***** Document text

# can you keep aquarium in garage?



## Rajan (Apr 21, 2010)

i want to set up a 180g aquarium in my garage but its really cold. If i have enough heaters to heat the tank can I keep the tank in there or is the tempeture going to fluctuate up and down and cause the death of my fish.


----------



## Rajan (Apr 21, 2010)

the garage is as cold as outside right now.


----------



## beN (Apr 21, 2010)

hmm.. good question rajan..

id say its probably not a good idea..but then again i have a 180G in my warehouse . the temp has dropped to 77 but nothing super cold.

im sure there is other members on here though that have tanks in the garage. it wont be long until someone post's something.


----------



## pieces71 (Apr 21, 2010)

insulate your garage..


----------



## jkam (Apr 21, 2010)

I've seen some peoples tanks in their garage. I can see the water steaming though...


----------



## Rajan (Apr 21, 2010)

hhmmmmm i was told as long as you got a couple of 250watt heaters it should be fine.


----------



## pieces71 (Apr 21, 2010)

Rajan said:


> hhmmmmm i was told as long as you got a couple of 250watt heaters it should be fine.


and during this time of the year you need jacket to veiw your tank and your visitors as well..


----------



## catgoldfish (Apr 21, 2010)

I was gonna do the same thing. But then I asked myself I would never get to enjoy watching them. It won't be a problem though. My friend has a whole bunch of tanks in his garage and it's not insulated. Only thing is in the summer it gets very hot. The cold isn't so much a problem the heat is. If your garage doesn't get direct sunlight during the day you should be ok. Otherwise it's like a sauna in there during the hot days. You may want to get a chiller.


----------



## tony1928 (Apr 22, 2010)

Yeah, insulating the garage would be the first step. Alot of newer garage walls are likely already insulated, however the big garage door could be easily insulated and would help alot. It's a pretty simple thing to add heat from heaters but where you might find issue is the summer heat. I swear my garage gets to 35 to 40C in the summer so you would need to either find a way to cool it with ventilation or perhaps chillers which can get pricey. I never park in my garage anyways so I've always thought about converting it into a gym/man cave. Ah, one can only dream....


----------



## hondas3000 (Apr 22, 2010)

pieces71 said:


> and during this time of the year you need jacket to veiw your tank and your visitors as well..

**********

__Your tasks__
**A)** Determine how many lines of the records contain the string "orange", treating uppercase and lowercase as different, and reply with the number alone.
**B)** Please extend the forum thread about keeping an aquarium in a garage, picking up right after its last post.

***** Data provided

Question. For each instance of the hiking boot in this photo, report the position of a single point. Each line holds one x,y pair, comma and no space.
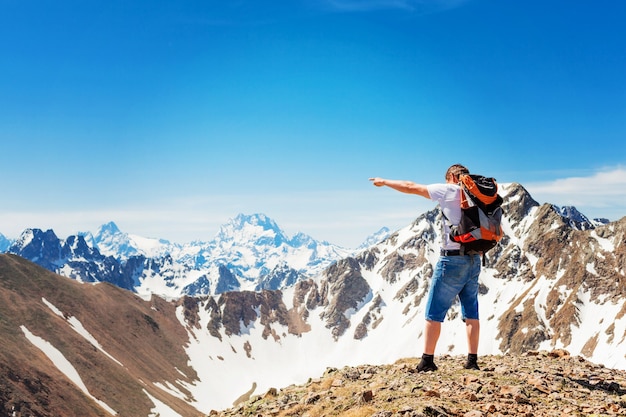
471,364
426,366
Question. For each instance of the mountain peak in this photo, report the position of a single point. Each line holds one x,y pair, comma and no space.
107,229
253,229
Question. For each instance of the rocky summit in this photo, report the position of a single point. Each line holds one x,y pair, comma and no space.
537,383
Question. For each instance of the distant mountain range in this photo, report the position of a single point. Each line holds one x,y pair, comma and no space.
556,281
250,252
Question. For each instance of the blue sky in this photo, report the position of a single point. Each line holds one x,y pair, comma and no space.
170,118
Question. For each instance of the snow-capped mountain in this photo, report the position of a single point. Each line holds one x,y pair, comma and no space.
548,284
375,238
248,252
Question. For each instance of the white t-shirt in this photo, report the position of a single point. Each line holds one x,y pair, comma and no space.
449,198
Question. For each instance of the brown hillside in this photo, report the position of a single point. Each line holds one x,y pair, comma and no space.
143,336
538,384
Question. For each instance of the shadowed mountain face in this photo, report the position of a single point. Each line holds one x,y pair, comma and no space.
550,283
118,344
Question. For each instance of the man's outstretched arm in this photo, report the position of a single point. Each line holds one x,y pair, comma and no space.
408,187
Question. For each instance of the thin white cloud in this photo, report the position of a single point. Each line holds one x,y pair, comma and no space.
603,193
418,6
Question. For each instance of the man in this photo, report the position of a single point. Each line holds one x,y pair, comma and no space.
456,273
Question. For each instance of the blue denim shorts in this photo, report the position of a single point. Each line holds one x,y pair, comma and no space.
454,276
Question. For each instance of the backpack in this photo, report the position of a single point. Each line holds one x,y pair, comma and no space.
481,214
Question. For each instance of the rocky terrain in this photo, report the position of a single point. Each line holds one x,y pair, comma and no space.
538,383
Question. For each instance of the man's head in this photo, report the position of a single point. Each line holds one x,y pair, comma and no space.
452,174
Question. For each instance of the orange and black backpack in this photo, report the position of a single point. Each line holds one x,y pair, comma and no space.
481,214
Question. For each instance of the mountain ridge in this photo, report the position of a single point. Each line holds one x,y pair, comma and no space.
548,286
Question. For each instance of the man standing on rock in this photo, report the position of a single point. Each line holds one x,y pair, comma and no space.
456,274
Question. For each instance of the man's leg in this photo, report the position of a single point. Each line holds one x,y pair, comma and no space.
432,330
472,327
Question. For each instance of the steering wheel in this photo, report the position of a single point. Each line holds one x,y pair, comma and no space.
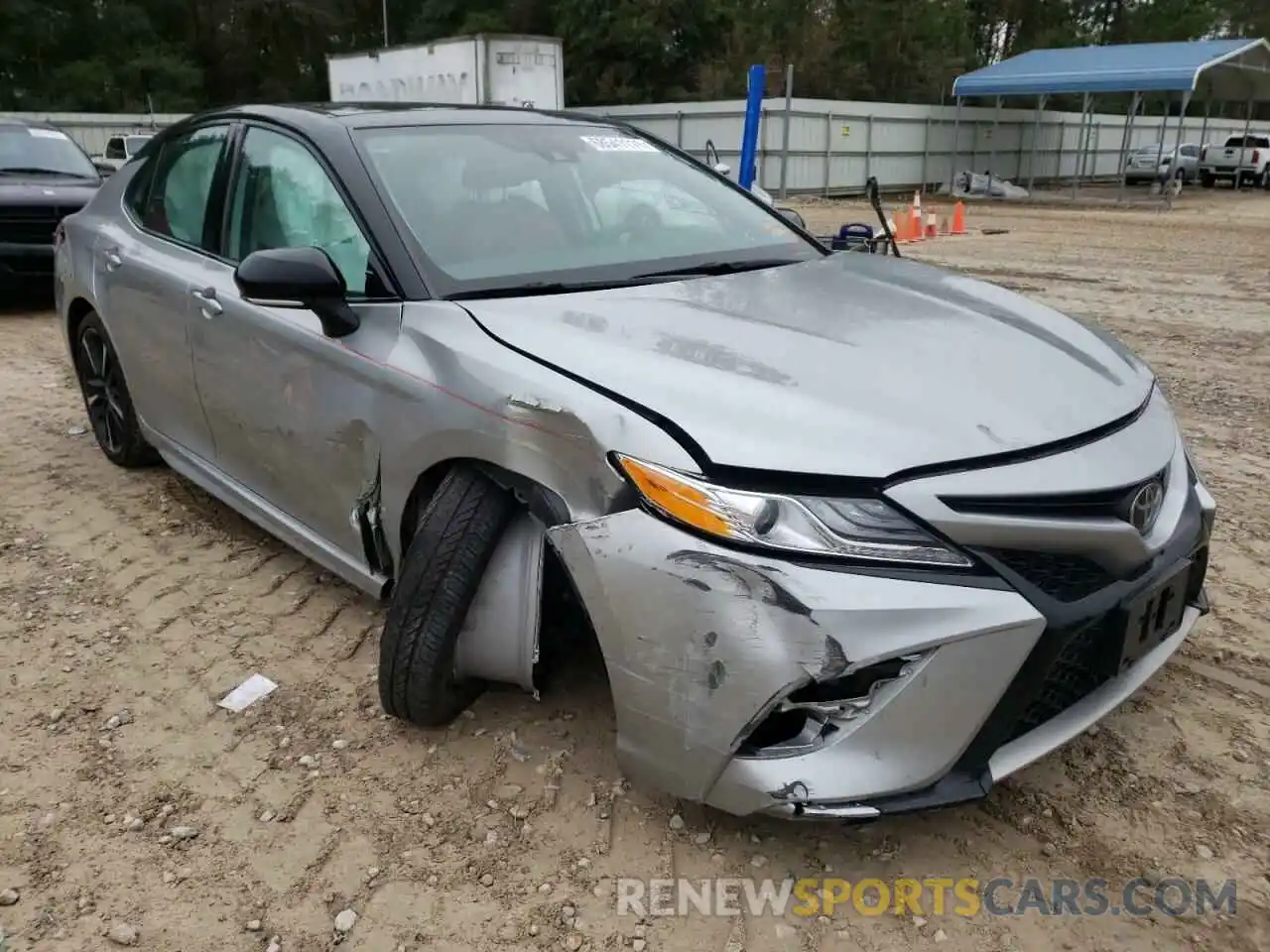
642,218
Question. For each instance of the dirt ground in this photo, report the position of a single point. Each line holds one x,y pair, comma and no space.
130,603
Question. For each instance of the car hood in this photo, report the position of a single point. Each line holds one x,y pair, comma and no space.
852,366
46,190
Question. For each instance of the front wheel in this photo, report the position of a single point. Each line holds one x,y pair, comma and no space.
456,537
107,399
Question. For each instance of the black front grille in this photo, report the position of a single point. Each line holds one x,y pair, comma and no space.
30,226
1084,662
1100,504
1066,578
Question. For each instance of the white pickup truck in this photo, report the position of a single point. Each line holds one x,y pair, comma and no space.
121,149
1241,159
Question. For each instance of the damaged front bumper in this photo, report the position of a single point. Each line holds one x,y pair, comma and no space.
757,684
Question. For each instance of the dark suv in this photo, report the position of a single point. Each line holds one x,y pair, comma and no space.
44,177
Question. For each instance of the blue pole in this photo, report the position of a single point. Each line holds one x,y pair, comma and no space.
757,85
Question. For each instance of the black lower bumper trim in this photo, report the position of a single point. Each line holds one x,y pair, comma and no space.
1071,629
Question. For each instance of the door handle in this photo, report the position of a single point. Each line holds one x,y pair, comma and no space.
207,302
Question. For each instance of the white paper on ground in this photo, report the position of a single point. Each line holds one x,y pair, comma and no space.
246,693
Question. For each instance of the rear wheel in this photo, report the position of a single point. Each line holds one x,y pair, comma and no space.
105,397
456,536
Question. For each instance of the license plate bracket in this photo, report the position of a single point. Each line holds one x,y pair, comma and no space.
1153,616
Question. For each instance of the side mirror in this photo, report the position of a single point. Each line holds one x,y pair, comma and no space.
793,217
300,278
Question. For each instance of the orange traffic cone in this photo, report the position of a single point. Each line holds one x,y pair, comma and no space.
901,227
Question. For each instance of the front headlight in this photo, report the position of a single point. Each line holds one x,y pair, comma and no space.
849,529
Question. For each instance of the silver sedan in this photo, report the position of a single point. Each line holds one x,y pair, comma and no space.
855,535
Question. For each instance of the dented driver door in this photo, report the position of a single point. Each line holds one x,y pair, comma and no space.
294,411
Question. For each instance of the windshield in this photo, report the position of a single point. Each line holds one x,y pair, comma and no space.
498,206
31,149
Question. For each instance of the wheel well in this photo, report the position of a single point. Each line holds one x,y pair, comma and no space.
564,621
540,500
75,315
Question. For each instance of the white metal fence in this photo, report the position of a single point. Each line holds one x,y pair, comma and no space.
835,145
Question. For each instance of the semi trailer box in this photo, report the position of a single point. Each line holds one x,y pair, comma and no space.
479,70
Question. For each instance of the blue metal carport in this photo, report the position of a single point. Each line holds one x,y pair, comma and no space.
1215,70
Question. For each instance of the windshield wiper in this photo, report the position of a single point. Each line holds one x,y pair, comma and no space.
711,268
39,171
536,289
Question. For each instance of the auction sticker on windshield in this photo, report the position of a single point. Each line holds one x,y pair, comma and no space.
617,144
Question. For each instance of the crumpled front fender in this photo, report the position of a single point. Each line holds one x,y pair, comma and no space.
701,643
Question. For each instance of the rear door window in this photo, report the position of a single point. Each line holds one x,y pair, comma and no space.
177,200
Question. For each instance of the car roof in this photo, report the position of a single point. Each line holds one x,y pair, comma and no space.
22,122
314,116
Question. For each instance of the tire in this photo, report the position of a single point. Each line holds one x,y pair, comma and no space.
443,569
105,398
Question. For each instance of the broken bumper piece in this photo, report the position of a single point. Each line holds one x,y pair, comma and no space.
756,684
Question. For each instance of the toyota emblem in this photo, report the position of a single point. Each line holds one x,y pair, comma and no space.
1144,508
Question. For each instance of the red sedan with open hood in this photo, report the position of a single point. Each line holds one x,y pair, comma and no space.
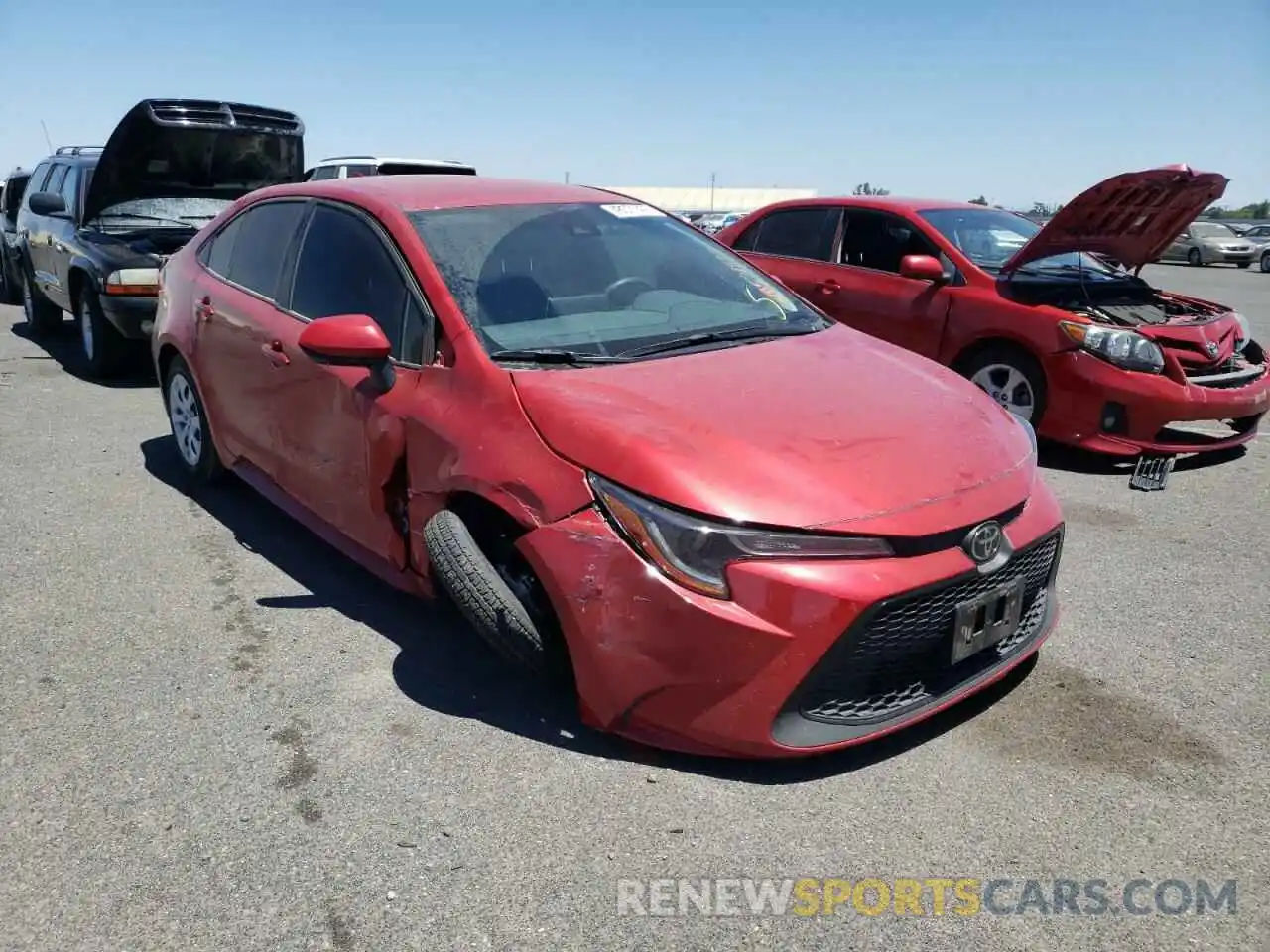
1088,353
630,457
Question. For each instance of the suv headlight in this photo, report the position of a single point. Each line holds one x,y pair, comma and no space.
1243,334
1124,348
695,551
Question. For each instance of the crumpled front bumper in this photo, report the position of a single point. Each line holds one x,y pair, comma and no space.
663,665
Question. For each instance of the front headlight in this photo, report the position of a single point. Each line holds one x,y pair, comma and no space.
135,282
697,552
1124,348
1243,334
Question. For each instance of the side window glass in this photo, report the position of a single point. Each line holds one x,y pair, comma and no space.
221,252
56,179
344,268
261,244
798,232
748,239
880,241
36,182
414,333
70,188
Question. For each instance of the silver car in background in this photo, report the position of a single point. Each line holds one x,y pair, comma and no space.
1209,243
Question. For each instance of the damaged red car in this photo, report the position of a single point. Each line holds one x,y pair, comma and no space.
729,525
1038,316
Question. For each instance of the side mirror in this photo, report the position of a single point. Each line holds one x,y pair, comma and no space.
48,203
922,268
349,340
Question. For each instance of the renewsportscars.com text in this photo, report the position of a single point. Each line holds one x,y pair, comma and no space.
962,896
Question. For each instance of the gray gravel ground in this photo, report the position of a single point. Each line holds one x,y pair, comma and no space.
216,734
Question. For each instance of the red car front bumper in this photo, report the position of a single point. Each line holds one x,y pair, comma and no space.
806,657
1087,394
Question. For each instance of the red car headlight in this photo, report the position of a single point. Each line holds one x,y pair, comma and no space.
695,551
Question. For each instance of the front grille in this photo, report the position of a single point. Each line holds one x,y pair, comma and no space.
223,116
897,655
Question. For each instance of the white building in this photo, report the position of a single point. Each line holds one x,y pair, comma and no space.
712,199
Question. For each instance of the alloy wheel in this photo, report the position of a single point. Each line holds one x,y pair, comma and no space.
1008,386
187,421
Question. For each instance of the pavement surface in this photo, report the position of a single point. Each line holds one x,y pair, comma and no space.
217,734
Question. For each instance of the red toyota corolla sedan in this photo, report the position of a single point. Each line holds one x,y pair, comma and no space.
627,456
1087,352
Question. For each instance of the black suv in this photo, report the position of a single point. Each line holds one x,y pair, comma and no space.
10,273
96,223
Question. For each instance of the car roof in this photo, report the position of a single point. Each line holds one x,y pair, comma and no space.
436,191
385,159
885,203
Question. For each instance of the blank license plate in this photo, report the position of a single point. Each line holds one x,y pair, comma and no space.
987,620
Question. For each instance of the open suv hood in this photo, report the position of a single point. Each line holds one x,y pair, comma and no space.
1130,217
195,149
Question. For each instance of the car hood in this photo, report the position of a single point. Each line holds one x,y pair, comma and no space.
835,430
191,148
1130,217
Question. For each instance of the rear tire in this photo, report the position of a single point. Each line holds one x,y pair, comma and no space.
1012,377
44,317
481,594
187,416
102,348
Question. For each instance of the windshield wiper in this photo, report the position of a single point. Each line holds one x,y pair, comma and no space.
552,356
711,336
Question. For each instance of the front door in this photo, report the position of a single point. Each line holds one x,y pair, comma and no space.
238,317
341,436
869,293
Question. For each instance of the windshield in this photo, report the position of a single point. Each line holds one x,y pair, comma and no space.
1207,229
162,213
598,278
989,238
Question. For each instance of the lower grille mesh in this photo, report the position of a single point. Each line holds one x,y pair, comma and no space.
898,656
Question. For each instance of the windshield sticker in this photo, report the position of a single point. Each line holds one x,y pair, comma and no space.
633,211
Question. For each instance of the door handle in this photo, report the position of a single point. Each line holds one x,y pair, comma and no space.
276,354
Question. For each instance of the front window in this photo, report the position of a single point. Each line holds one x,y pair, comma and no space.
146,213
601,280
1211,229
989,238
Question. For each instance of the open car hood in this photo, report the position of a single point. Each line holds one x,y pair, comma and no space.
195,149
1130,217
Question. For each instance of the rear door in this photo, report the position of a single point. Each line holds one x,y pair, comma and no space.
238,320
867,291
795,245
341,438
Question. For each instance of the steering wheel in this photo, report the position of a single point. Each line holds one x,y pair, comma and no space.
624,291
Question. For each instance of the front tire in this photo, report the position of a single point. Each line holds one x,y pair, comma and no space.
102,347
1012,377
190,428
44,317
481,593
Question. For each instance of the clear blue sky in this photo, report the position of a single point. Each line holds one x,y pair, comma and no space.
1017,100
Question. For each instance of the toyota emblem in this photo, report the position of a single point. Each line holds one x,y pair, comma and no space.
983,542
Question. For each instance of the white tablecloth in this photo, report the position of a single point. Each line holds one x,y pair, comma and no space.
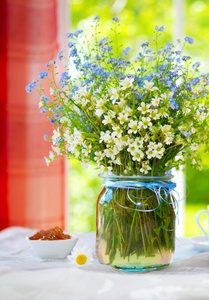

**********

__Task responses__
**A)** 2

**B)**
I did this everyday when viewing or feeding and I have to put on warm pant as well .

Since it is in the garage and you don't want to have open tank view all the time since no one is around to look at; therefore, you can just insulate around tank to keep the temp inside to escape that way it will be cheap on your electric bill. You just have to take down the insulation for the front view when you need to view. I have a drip system for water change so in summer I get constant cold water drip so there won't be a problem with high temp for me but if you run canister filter then you might get a problem with it.


----------



## Rajan (Apr 21, 2010)

i am only going to do this for the winter until i set up my tank in the basement.


----------



## oscar (Apr 21, 2010)

i have a 50 gallon on my deck with 3 large goldfish. 25 watt heater keeps it from freezing over.


----------



## darb (Apr 21, 2010)

you could keep a tropical tank outside at minus 40, if you threw enough watts at it.

I would guess that you will need more than a couple of 250s at these temperatures though. Try this calc for a better idea about required wattage:

Aquarium Heater Calculator


----------



## Rajan (Apr 21, 2010)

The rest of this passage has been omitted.